Instruction 1: Pull out every line of the listing below that contains the string "sneaker".

# Leveling Arrays

UCSB

https://geodesy.projects.geol.ucsb.edu/level_lines/level_regions.html 

In [12]:
import urllib.request
from html.parser import HTMLParser
import html as html_module  # To decode entities like &deg;
import re
import csv
import time

BASE_URL = "https://geodesy.projects.geol.ucsb.edu/level_lines/"
MAIN_PAGE = BASE_URL + "level_regions.html"

# --- Fetch URL content ---
def fetch_url(url):
    with urllib.request.urlopen(url) as resp:
        return resp.read().decode("utf-8", errors="ignore")

# --- Parse subpage links from main page ---
class SubpageLinkParser(HTMLParser):
    def __init__(self):
        super().__init__()
        self.links = []
    def handle_starttag(self, tag, attrs):
        if tag.lower() == 'a':
            href = dict(attrs).get('href', '')
            if href.startswith("X") and href.lower().endswith(".html"):
                self.links.append(href)

def extract_subpage_links(html):
    parser = SubpageLinkParser()
    parser.feed(html)
    return list(set(parser.links))  # Remove duplicates

# --- Clean HTML line (strip tags, decode entities) ---
class TextExtractor(HTMLParser):
    def __init__(self):
        super().__init__()
        self.result = []
    def handle_data(self, data):
        self.result.append(data)
    def get_text(self):
        return ''.join(self.result)

def clean_html_line(line):
    parser = TextExtractor()
    parser.feed(line)
    return html_module.unescape(parser.get_text().strip())

# --- DMS to Decimal Degrees ---
def dms_to_dd(deg, minutes, seconds, direction=None):
    dd = float(deg) + float(minutes)/60 + float(seconds)/3600
    if direction and direction.upper() in ['S', 'W']:
        dd = -dd
    return round(dd, 6)

# --- Parse a block of text for DMS coordinates ---
def parse_lat_lon_block(text):
    lat_dd = lon_dd = None

    # Latitude pattern
    lat_re = re.compile(r'([NS])?\s*([0-9]{1,2})°\s*([0-9]{1,2})\'\s*([0-9]{1,2})"?\s*([NS])?', re.IGNORECASE)

Excerpted records:
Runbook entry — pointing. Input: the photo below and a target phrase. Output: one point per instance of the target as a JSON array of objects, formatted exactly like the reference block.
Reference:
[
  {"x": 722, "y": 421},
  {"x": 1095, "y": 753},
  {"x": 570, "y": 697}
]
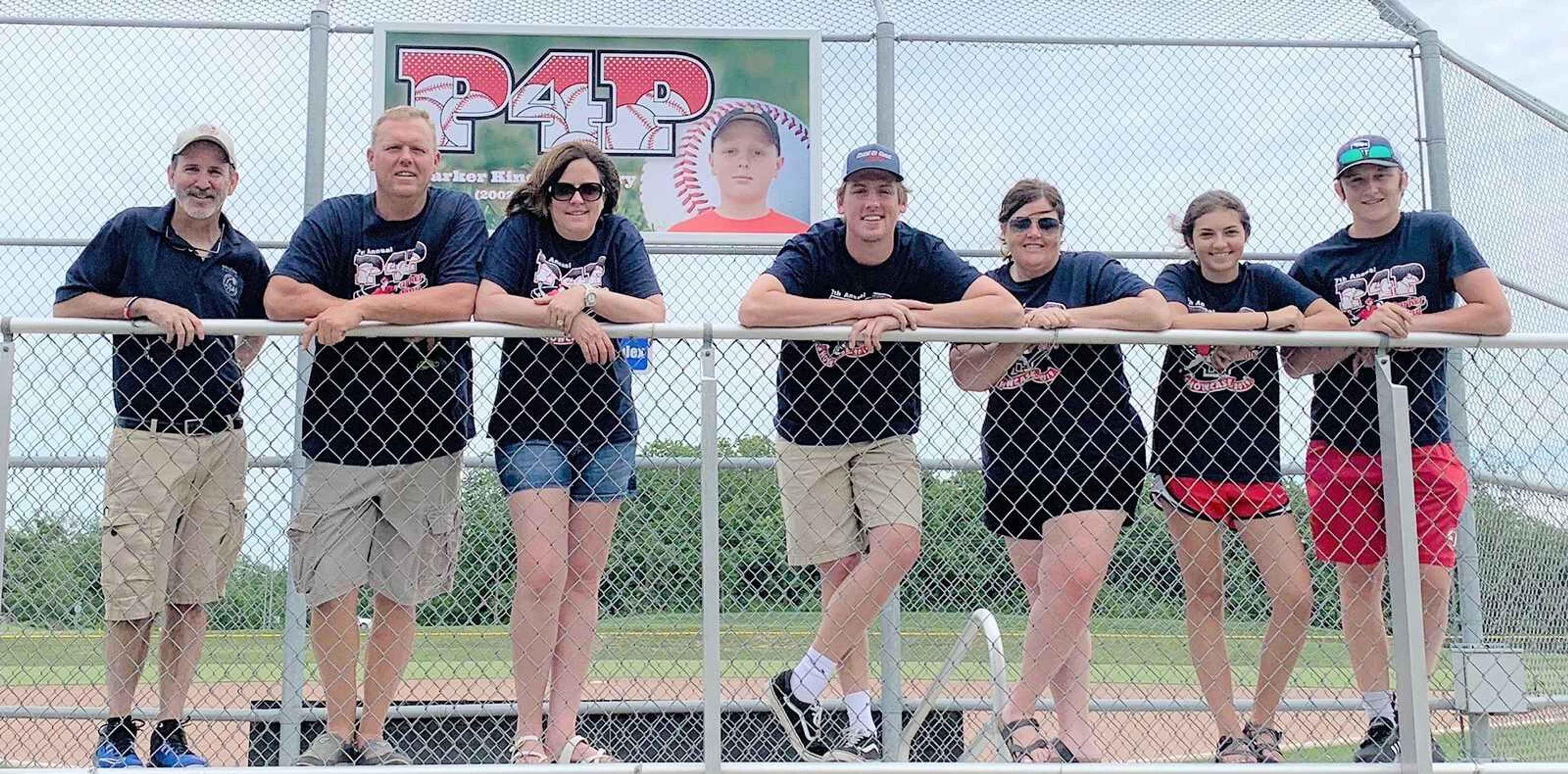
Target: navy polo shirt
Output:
[{"x": 138, "y": 254}]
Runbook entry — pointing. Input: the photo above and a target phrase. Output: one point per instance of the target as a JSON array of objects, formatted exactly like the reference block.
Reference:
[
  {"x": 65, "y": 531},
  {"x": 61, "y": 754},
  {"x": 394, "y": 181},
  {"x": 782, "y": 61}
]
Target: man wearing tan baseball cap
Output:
[{"x": 175, "y": 493}]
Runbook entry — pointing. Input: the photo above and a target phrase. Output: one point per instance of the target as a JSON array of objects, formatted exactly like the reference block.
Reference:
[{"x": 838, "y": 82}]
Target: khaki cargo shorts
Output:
[
  {"x": 391, "y": 527},
  {"x": 833, "y": 496},
  {"x": 173, "y": 519}
]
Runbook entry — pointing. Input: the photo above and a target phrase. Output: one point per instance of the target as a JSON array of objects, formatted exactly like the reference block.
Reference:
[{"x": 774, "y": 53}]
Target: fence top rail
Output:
[
  {"x": 1183, "y": 43},
  {"x": 730, "y": 331}
]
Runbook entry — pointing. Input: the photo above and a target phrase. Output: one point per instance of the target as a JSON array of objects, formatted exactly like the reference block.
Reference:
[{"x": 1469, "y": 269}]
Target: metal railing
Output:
[{"x": 731, "y": 374}]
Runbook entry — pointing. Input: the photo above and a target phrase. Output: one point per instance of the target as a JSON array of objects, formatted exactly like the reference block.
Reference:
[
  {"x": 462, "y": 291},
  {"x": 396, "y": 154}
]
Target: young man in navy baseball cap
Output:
[
  {"x": 847, "y": 414},
  {"x": 1392, "y": 273}
]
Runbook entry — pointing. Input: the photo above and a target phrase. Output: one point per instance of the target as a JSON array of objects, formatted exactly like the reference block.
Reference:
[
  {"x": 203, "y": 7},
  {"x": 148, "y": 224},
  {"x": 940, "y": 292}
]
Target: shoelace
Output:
[
  {"x": 857, "y": 738},
  {"x": 814, "y": 720},
  {"x": 125, "y": 737},
  {"x": 176, "y": 742}
]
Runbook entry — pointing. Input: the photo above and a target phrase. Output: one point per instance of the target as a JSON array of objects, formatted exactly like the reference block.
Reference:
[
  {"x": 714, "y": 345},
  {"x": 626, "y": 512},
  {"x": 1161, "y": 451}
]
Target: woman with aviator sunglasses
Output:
[
  {"x": 1064, "y": 460},
  {"x": 564, "y": 422}
]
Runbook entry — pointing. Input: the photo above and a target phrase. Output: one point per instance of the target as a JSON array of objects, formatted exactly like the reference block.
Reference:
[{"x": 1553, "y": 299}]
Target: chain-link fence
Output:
[
  {"x": 1152, "y": 629},
  {"x": 1116, "y": 102}
]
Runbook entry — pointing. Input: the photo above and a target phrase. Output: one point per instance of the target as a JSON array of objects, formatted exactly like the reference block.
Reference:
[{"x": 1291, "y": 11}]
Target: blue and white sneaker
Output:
[
  {"x": 118, "y": 746},
  {"x": 170, "y": 750}
]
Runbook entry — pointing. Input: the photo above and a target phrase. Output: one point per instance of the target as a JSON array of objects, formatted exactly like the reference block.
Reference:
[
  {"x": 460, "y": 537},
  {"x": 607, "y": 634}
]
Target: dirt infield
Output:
[{"x": 1125, "y": 735}]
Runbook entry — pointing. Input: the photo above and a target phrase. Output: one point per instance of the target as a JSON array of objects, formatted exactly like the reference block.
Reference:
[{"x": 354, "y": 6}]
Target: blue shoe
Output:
[
  {"x": 118, "y": 746},
  {"x": 170, "y": 750}
]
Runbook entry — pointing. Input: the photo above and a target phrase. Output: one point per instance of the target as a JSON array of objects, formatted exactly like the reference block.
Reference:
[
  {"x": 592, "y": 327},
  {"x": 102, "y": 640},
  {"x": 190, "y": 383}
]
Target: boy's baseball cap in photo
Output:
[{"x": 756, "y": 116}]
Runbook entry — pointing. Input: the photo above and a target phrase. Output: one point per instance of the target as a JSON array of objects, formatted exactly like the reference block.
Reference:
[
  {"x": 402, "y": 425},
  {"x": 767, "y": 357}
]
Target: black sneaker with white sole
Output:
[
  {"x": 802, "y": 721},
  {"x": 857, "y": 746},
  {"x": 1381, "y": 745}
]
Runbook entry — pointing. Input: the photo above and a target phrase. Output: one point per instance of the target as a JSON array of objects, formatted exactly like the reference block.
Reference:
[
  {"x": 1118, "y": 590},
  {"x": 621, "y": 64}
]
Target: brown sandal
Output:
[
  {"x": 595, "y": 754},
  {"x": 529, "y": 750},
  {"x": 1021, "y": 753}
]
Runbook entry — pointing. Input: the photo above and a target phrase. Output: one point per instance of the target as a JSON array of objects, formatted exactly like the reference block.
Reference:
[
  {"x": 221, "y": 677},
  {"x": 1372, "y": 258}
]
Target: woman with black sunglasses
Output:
[
  {"x": 564, "y": 424},
  {"x": 1064, "y": 458}
]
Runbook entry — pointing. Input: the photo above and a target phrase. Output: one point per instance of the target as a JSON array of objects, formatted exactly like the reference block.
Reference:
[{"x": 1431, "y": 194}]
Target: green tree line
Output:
[{"x": 52, "y": 565}]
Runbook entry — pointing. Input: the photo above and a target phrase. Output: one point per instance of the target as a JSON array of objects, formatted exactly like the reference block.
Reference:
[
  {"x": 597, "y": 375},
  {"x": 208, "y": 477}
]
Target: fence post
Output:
[
  {"x": 713, "y": 687},
  {"x": 295, "y": 640},
  {"x": 295, "y": 624},
  {"x": 1467, "y": 568},
  {"x": 7, "y": 375},
  {"x": 890, "y": 618},
  {"x": 1399, "y": 514}
]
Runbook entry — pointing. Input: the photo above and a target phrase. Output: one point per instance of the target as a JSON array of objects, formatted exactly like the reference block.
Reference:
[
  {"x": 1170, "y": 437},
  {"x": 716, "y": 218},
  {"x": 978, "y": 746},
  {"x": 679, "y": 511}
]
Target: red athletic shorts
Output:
[
  {"x": 1344, "y": 491},
  {"x": 1222, "y": 502}
]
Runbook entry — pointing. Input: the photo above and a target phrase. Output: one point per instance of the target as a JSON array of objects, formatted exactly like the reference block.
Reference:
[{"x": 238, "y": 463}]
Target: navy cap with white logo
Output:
[{"x": 872, "y": 157}]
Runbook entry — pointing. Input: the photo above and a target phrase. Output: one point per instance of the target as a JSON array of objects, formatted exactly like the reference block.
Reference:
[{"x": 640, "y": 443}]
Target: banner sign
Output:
[{"x": 713, "y": 131}]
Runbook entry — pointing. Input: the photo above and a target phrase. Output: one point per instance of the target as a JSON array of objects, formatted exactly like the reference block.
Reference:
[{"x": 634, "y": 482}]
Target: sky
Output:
[{"x": 1523, "y": 41}]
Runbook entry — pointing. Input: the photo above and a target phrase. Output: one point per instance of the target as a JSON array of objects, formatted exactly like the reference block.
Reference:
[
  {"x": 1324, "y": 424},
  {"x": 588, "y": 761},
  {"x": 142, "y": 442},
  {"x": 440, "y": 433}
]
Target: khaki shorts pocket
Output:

Instruction 2: In the leveling arrays page, which two direction letters cause the dms_to_dd function to make the decimal-degree value negative?

Complete answer 1:
Target: blue and white sneaker
Target: black sneaker with white sole

Complete answer 2: S and W.